- **Consigne 1**
Présentez sous forme de liste JSON de chaînes, à raison d'une chaîne par ligne et sans les lignes vides, tout ce qui va du début des données jusqu'à la ligne contenant « positive clicks: (109, 68) », ces deux bornes comprises. Laissez les images hors de votre réponse.

- **Extrait de l'article**
+ + + + +
Rentrée : ces choses qui changent dans les salles de classe ontariennes

Après des résultats en chute libre entre 2020 et 2022, le taux de réussite des élèves est en hausse, notamment en mathématiques. Source: ThinkstockPhotos

Qui dit rentrée dit forcément changement dans les salles de classes ontariennes. Soucieux d’imprimer sa marque, le gouvernement progressiste-conservateur de Doug Ford a mis en place de nouvelles mesures. Decryptage de quatre d’entre elles avec la politologue du Collège militaire royal du Canada, Stéphanie Chouinard, et le président de l’Association des enseignantes et des enseignants franco-ontariens (AEFO), Rémi Sabourin. 

Interdiction du cellulaire dans les salles de classe

C’était l’un des points phare de la grande réforme de l’éducation dévoilée par le gouvernement au mois de mars : l’interdiction des téléphones cellulaires dans les salles de classe sera effective à partir du 4 novembre. Jeudi dernier, le ministère de l’Éducation a fait valoir que 97 % des parents, élèves et enseignants interrogés dans les consultations étaient en faveur de « restrictions » quant aux cellulaires à l’école.

« Disons que ça laisse moins de marge de manœuvre pour le professeur », souligne la politologue Stéphanie Chouinard. « Il y avait deux points de vue auparavant, soit on demandait aux élèves de le laisser à la porte ou au casier, ou bien le cellulaire était utilisé à des fins de travail. »

Rémi Sabourin enfonce le clou. « Ce n’est pas un changement, il y avait déjà des règles dans les conseils scolaires et les écoles à ce sujet, mais on voit là le jeu d’un gouvernement populiste. Dire que 97 % des parents souhaitaient des restrictions, c’est jouer sur les mots, car ça ne change rien pour les élèves. »

Un peu plus d’élèves dans les salles de classe

Ce devait être l’une des grandes réformes de la rentrée scolaire : un nombre d’élèves dans les salles de classe porté à 28 entre la 9e et la 12e année pour la rentrée scolaire. Mais il y a quelques jours, le ministre de l’Éducation, Stephen Lecce, a annoncé que son gouvernement faisait volte-face sur le projet. Le nombre d’élèves maximum qu’une classe peut contenir augmentera « d’un demi-élève », l’équivalent d’un total de 22,5 élèves par classe.

De la « pure rhétorique », insiste le président de l’AEFO. « En 2022-2023, on sait qu’il y aura 3 400 enseignants en moins d’après ce que le gouvernement a dit. Ils ont juste réussi à faire que le nombre ne change pas énormément pour cette rentrée. Côté francophone, l’offre de cours va diminuer, il est certain que les écoles vont être affectées, car par exemple dans les régions rurales, il est difficile de maintenir une offre de cours différente de la high school anglophone derrière. »
+ + + + +
- **Consigne 2**
Répondez à ces questions d'après l'article sur la rentrée scolaire en Ontario.
(a) À partir de quelle date l'interdiction des téléphones cellulaires dans les salles de classe sera-t-elle effective ?
(b) À combien d'élèves par classe au total correspond la hausse « d'un demi-élève » annoncée par le ministre ?
(c) Combien d'enseignants en moins y aura-t-il en 2022-2023, selon le président de l'AEFO ?

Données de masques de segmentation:
+ + + + +
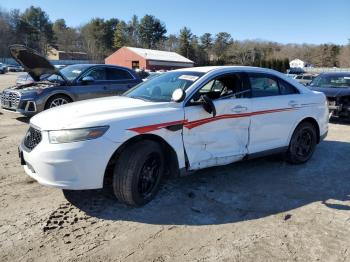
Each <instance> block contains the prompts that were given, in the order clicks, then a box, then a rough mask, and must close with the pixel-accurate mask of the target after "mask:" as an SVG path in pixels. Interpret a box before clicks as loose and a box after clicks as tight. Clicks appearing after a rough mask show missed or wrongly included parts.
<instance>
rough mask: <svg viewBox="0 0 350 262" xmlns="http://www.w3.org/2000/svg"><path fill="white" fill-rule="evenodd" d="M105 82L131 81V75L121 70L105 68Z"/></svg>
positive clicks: (109, 68) (111, 68) (131, 78)
mask: <svg viewBox="0 0 350 262" xmlns="http://www.w3.org/2000/svg"><path fill="white" fill-rule="evenodd" d="M106 71H107V80H130V79H133V77H132V75H131V74H130V73H129V72H128V71H126V70H123V69H117V68H106Z"/></svg>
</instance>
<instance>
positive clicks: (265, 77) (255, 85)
+ + + + +
- **Réponse finale 1**
[
  "Each <instance> block contains the prompts that were given, in the order clicks, then a box, then a rough mask, and must close with the pixel-accurate mask of the target after \"mask:\" as an SVG path in pixels. Interpret a box before clicks as loose and a box after clicks as tight. Clicks appearing after a rough mask show missed or wrongly included parts.",
  "<instance>",
  "rough mask: <svg viewBox=\"0 0 350 262\" xmlns=\"http://www.w3.org/2000/svg\"><path fill=\"white\" fill-rule=\"evenodd\" d=\"M105 82L131 81V75L121 70L105 68Z\"/></svg>",
  "positive clicks: (109, 68) (111, 68) (131, 78)"
]

- **Réponse finale 2**
(a) Le 4 novembre.
(b) 22,5 élèves par classe.
(c) 3 400 enseignants en moins.